=== Section Start ===

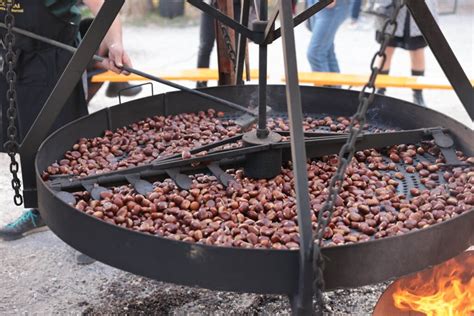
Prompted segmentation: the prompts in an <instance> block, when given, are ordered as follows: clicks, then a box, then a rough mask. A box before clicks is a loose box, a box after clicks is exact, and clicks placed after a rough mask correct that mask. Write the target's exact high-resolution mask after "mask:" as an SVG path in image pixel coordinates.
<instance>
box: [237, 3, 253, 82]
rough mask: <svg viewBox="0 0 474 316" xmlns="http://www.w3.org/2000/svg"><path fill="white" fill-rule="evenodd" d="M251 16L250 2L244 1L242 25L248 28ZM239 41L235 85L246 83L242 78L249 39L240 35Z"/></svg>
mask: <svg viewBox="0 0 474 316" xmlns="http://www.w3.org/2000/svg"><path fill="white" fill-rule="evenodd" d="M249 15H250V0H243V1H242V4H241V8H240V24H242V25H243V26H248V23H249ZM237 37H238V39H237V65H236V69H235V84H236V85H240V84H243V83H244V80H243V78H242V76H243V73H244V63H245V55H246V52H247V38H246V37H245V36H243V35H242V34H240V33H238V36H237Z"/></svg>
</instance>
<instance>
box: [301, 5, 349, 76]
mask: <svg viewBox="0 0 474 316" xmlns="http://www.w3.org/2000/svg"><path fill="white" fill-rule="evenodd" d="M316 2H317V0H308V6H311V5H313V4H314V3H316ZM349 7H350V0H335V1H334V2H333V3H332V4H330V5H329V6H328V7H326V8H325V9H324V10H322V11H320V12H318V13H317V14H316V15H315V16H314V17H312V21H311V28H312V33H313V34H312V36H311V40H310V42H309V47H308V51H307V57H308V61H309V64H310V65H311V70H312V71H318V72H340V69H339V63H338V61H337V58H336V52H335V45H334V40H335V38H336V33H337V30H338V29H339V27H340V26H341V24H342V23H343V22H344V20H345V19H346V18H347V16H348V13H349Z"/></svg>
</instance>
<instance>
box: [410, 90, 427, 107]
mask: <svg viewBox="0 0 474 316" xmlns="http://www.w3.org/2000/svg"><path fill="white" fill-rule="evenodd" d="M413 102H414V103H416V104H418V105H420V106H423V107H426V104H425V99H424V98H423V91H422V90H414V91H413Z"/></svg>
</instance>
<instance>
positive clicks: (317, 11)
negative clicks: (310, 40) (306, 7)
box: [266, 0, 334, 42]
mask: <svg viewBox="0 0 474 316" xmlns="http://www.w3.org/2000/svg"><path fill="white" fill-rule="evenodd" d="M333 1H334V0H321V1H319V2H317V3H315V4H313V5H312V6H311V7H309V8H308V9H306V10H304V11H303V12H301V13H300V14H298V15H297V16H296V17H295V19H294V20H293V26H294V27H297V26H298V25H300V24H301V23H303V22H304V21H306V20H307V19H309V18H310V17H312V16H313V15H315V14H316V13H318V12H319V11H321V10H322V9H324V8H325V7H327V6H328V5H329V4H331V3H332V2H333ZM280 36H281V29H280V28H278V29H276V30H275V31H273V32H272V35H271V36H270V35H268V36H267V38H266V41H269V42H272V41H274V40H276V39H278V38H279V37H280Z"/></svg>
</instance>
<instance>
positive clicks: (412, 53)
mask: <svg viewBox="0 0 474 316" xmlns="http://www.w3.org/2000/svg"><path fill="white" fill-rule="evenodd" d="M410 59H411V75H412V76H424V75H425V49H424V48H420V49H417V50H413V51H410ZM413 101H414V102H415V103H416V104H418V105H421V106H426V104H425V100H424V98H423V90H418V89H413Z"/></svg>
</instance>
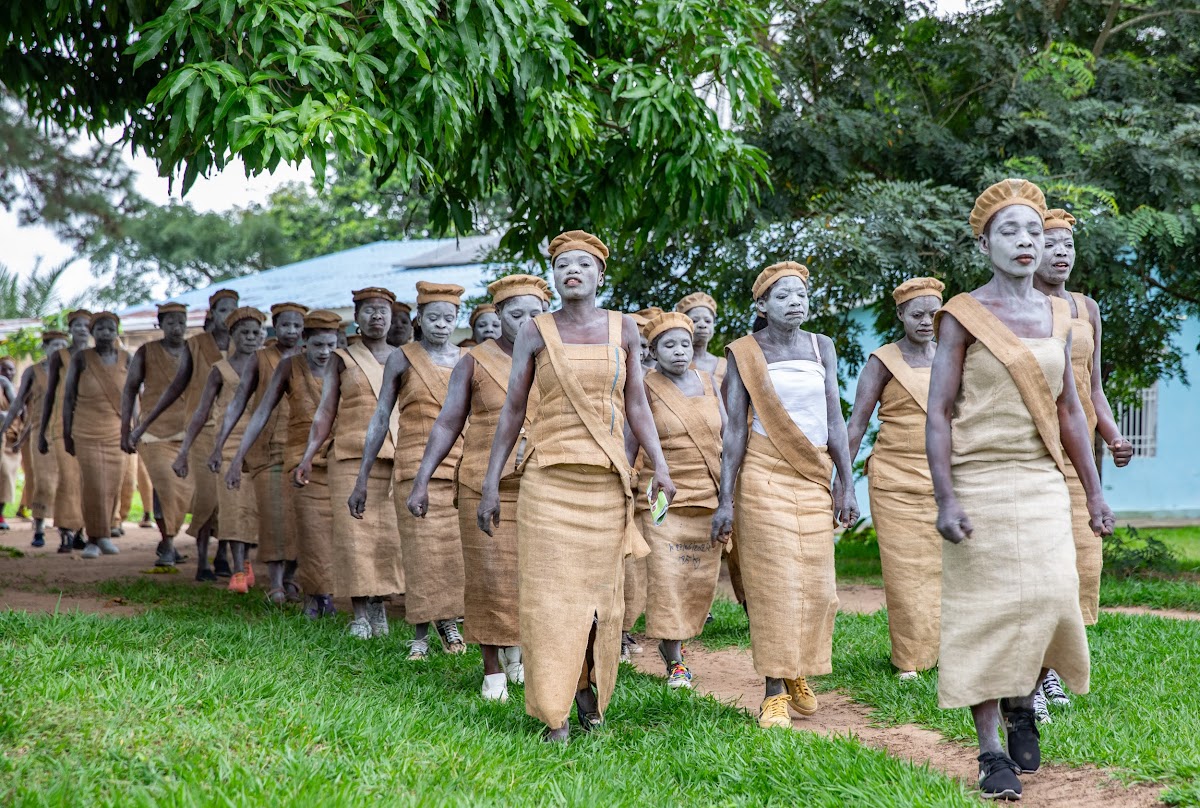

=== Section End ===

_PROBLEM_.
Restate, line by line and word for word, everything from the top of the material through the line that contains "box: [237, 3, 253, 82]". Leave pictures out.

_RESPONSE BOX_.
Prompted segmentation: the prompts in an <instance> block, when given, are ordered as follows: clicks, then a box, then a rough mask. A box before clicks is a loose box, a box after clicks is exact, and clicks placed after a rough mask correct that mask. Write the target's exact high-resolution mask after "mask:" as an SVG path in image pixel coordinates.
<instance>
box: [237, 3, 253, 82]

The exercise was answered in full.